Work to complete. For the data below, give the number of lines in which "windshield" occurs. Include nothing besides that number.
--- Task input Enclosed Below ---
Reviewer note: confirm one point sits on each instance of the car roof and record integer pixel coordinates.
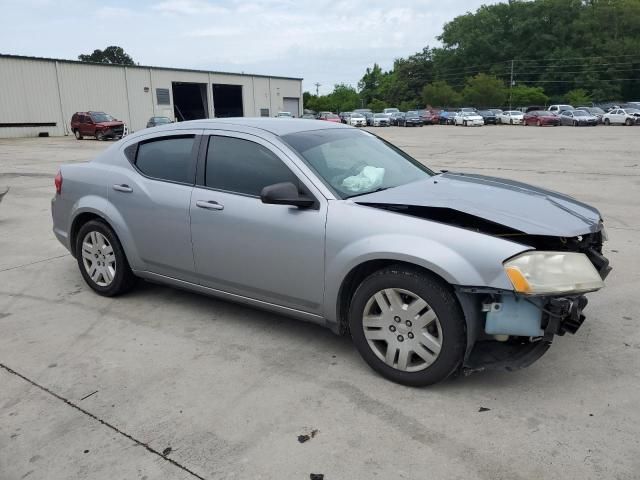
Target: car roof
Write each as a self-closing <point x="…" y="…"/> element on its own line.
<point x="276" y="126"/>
--- End of Enclosed Task input ---
--- Task input Enclosed Below ---
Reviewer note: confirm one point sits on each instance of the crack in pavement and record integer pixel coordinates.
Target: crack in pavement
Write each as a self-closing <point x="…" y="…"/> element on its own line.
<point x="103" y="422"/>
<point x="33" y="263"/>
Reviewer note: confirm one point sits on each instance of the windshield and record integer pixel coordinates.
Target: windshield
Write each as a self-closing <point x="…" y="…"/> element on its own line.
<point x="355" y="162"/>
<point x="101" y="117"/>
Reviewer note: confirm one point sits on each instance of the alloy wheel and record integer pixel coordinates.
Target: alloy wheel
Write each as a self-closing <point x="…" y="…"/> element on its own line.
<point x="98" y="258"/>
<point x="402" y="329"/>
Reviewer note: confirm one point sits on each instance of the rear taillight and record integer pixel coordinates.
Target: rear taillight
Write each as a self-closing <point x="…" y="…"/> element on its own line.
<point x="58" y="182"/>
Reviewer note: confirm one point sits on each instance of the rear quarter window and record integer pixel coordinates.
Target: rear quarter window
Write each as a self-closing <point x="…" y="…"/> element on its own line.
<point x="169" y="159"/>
--- End of Enclosed Task input ---
Answer to this task. 2